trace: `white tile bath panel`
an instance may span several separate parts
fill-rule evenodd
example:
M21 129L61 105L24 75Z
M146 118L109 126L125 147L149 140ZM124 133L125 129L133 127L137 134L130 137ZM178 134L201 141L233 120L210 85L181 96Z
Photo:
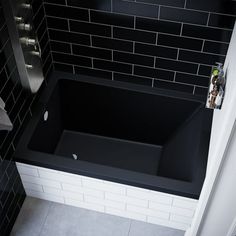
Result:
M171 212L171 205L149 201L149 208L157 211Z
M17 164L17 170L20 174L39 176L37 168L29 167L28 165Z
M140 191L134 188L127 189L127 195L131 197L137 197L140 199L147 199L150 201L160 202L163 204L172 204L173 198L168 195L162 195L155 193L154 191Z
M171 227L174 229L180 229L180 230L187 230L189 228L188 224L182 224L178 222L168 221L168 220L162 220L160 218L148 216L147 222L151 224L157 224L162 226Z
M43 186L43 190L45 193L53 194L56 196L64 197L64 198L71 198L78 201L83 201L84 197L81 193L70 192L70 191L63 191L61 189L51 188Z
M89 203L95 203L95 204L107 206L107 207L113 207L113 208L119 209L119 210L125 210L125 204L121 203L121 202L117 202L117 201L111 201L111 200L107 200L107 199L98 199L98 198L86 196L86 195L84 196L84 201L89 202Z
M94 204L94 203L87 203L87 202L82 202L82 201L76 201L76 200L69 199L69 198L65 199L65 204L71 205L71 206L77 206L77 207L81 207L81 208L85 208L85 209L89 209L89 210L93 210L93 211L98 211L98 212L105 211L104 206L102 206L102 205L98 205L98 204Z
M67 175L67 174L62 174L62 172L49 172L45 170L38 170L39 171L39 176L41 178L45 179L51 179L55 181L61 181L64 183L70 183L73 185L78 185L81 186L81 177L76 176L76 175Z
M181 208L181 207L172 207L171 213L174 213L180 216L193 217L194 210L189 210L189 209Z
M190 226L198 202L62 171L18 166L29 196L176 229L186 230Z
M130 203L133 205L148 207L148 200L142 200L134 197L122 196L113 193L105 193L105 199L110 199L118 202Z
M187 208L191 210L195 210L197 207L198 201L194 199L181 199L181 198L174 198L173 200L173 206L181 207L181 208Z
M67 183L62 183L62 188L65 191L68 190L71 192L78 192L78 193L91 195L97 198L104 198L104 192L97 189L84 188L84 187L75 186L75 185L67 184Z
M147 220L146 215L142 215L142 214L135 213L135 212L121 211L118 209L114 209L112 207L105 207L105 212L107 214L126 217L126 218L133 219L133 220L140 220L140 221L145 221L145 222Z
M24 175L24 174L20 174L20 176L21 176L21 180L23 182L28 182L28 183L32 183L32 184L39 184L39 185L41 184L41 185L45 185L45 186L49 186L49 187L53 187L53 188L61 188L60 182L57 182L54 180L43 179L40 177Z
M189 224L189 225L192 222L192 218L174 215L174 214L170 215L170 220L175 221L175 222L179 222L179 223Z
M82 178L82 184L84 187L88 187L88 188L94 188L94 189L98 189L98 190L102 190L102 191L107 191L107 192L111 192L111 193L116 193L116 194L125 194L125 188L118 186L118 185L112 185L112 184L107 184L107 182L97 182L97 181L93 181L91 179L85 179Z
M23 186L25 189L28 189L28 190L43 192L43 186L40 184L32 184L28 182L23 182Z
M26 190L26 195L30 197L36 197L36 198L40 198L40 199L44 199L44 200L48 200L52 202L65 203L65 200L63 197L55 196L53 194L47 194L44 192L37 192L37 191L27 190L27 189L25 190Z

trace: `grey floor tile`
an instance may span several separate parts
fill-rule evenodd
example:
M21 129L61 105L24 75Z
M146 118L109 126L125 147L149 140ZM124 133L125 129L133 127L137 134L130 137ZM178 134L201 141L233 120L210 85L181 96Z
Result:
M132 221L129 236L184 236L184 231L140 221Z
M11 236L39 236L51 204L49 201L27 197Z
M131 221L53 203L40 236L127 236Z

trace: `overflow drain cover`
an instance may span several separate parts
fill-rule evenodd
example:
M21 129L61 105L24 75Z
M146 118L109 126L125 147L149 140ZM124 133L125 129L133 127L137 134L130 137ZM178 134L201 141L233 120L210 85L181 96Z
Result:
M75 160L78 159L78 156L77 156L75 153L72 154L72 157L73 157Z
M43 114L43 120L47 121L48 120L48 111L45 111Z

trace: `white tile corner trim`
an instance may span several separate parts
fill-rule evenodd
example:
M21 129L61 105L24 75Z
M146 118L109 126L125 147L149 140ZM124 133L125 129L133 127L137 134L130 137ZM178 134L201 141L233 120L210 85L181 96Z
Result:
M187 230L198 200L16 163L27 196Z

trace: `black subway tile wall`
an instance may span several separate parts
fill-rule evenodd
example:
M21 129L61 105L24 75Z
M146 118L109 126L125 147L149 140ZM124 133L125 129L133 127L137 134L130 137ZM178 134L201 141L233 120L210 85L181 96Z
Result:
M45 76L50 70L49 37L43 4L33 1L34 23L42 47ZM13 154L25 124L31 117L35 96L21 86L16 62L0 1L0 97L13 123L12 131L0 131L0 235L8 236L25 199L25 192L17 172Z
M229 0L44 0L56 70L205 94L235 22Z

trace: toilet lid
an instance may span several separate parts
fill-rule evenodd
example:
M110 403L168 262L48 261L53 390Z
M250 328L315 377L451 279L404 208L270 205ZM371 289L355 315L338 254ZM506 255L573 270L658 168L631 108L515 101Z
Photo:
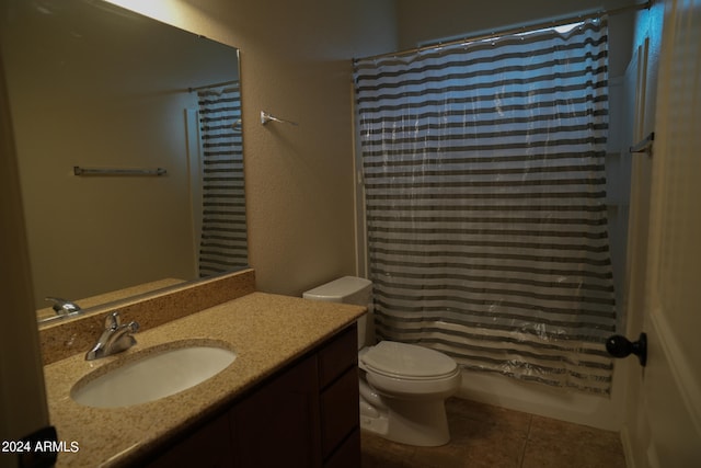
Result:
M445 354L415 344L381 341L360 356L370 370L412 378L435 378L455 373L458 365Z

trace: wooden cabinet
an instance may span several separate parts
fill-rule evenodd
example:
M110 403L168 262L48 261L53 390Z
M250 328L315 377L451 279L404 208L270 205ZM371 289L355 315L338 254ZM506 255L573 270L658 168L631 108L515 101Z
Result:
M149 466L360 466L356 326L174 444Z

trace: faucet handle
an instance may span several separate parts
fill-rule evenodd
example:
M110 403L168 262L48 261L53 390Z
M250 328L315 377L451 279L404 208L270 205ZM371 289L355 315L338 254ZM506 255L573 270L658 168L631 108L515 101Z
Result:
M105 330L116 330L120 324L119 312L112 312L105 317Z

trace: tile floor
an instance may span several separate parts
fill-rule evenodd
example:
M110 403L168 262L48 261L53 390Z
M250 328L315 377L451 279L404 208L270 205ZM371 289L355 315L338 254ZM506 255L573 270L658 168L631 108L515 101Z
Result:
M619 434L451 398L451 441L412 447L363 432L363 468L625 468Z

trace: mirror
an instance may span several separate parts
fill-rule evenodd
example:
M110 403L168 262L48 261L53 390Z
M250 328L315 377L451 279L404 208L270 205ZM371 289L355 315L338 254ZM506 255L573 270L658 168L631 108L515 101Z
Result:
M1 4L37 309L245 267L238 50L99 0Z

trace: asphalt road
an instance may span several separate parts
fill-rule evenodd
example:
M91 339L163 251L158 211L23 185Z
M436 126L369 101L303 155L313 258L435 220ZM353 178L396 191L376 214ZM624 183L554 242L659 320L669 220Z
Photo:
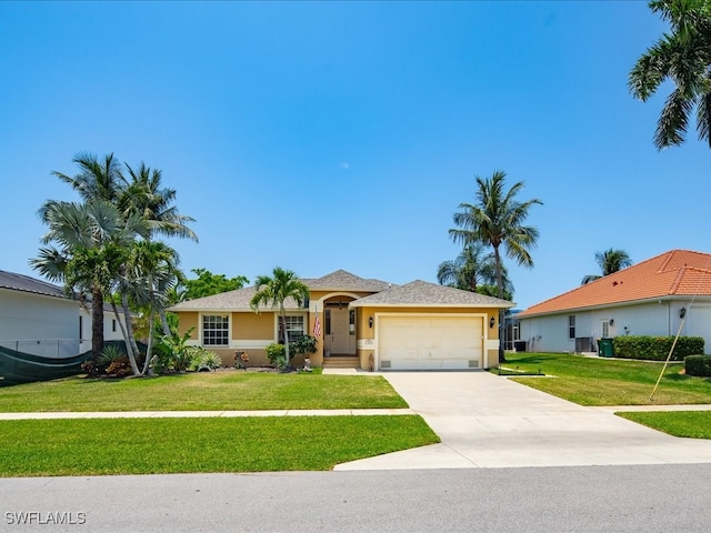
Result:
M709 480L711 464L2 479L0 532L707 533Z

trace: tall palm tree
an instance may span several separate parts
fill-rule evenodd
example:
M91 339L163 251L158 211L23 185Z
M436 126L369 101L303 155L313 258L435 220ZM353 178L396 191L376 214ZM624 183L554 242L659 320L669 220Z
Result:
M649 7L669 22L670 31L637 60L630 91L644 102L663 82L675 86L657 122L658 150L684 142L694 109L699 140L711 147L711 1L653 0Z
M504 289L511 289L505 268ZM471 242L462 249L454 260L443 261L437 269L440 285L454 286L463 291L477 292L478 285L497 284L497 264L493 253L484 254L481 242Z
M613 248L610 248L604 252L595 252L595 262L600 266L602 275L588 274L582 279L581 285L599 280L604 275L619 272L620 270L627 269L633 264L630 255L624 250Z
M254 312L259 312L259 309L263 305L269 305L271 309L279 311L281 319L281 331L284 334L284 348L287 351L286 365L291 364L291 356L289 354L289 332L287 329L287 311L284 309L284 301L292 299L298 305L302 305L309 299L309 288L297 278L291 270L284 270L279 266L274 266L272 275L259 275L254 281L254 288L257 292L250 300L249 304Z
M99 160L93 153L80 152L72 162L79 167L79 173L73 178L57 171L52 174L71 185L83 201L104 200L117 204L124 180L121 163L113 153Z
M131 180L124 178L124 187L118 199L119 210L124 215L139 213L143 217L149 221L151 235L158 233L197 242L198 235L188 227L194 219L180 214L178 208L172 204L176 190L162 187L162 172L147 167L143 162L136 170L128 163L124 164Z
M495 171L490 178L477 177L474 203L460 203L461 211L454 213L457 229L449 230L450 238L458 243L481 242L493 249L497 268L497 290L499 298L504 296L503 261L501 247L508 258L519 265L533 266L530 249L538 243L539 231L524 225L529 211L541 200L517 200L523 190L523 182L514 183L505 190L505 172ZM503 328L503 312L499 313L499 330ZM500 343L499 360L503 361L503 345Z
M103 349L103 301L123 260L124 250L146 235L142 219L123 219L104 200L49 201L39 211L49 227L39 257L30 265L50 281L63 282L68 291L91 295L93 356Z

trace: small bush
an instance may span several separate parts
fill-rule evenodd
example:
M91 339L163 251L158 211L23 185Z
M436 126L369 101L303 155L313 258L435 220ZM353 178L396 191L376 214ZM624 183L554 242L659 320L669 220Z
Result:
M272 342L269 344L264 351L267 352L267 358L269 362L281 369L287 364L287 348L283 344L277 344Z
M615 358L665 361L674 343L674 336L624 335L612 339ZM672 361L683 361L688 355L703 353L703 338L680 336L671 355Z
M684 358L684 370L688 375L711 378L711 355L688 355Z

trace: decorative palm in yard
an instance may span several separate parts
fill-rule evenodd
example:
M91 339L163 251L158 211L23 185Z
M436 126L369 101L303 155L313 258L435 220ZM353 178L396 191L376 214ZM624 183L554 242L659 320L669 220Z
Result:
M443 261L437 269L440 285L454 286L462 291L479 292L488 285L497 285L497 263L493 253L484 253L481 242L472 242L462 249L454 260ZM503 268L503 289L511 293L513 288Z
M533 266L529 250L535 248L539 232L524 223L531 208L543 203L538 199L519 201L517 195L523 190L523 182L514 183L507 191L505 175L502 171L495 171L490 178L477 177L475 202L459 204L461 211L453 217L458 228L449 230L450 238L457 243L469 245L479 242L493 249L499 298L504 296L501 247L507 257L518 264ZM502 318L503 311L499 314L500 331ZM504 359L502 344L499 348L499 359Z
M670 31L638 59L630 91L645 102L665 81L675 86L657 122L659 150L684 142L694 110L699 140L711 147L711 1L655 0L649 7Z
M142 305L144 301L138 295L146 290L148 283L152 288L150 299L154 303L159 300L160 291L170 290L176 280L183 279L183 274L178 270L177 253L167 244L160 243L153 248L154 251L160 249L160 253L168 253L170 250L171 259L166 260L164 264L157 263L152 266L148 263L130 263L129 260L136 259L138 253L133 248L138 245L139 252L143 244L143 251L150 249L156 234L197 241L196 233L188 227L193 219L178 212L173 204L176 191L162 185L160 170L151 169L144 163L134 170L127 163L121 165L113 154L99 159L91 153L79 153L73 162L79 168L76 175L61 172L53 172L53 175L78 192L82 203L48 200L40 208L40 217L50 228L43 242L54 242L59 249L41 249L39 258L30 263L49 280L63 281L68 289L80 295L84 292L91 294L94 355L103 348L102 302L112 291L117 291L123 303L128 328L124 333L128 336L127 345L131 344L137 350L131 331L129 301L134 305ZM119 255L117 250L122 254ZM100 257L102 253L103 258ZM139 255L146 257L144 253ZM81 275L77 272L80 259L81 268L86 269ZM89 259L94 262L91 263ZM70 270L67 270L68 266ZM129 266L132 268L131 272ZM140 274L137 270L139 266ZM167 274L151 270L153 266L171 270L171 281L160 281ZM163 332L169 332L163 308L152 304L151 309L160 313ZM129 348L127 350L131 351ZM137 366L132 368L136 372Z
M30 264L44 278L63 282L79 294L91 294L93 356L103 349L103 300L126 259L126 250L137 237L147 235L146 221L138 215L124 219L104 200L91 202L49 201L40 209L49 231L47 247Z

##############################

Problem to solve: Reproduce the lines from the very first one through the line that contains "M171 227L174 229L180", with both ends included and every character kept the same, but leave the pictures out.

Answer for this exercise:
trace: `white tile bath panel`
an instance may span several separate parts
fill-rule evenodd
example:
M21 129L61 105L24 75Z
M146 118L109 126L125 147L149 140ZM124 133L125 129L133 127L137 134L130 137ZM178 134L201 141L233 120L210 85L181 96Z
Photo:
Result:
M171 212L171 205L149 201L149 208L157 211Z
M17 164L17 170L20 174L39 176L37 168L29 167L28 165Z
M140 191L134 188L127 189L127 195L131 197L137 197L140 199L147 199L150 201L160 202L163 204L172 204L173 198L168 195L162 195L155 193L154 191Z
M171 227L174 229L180 229L180 230L187 230L189 228L188 224L182 224L178 222L168 221L168 220L162 220L160 218L148 216L147 222L151 224L157 224L162 226Z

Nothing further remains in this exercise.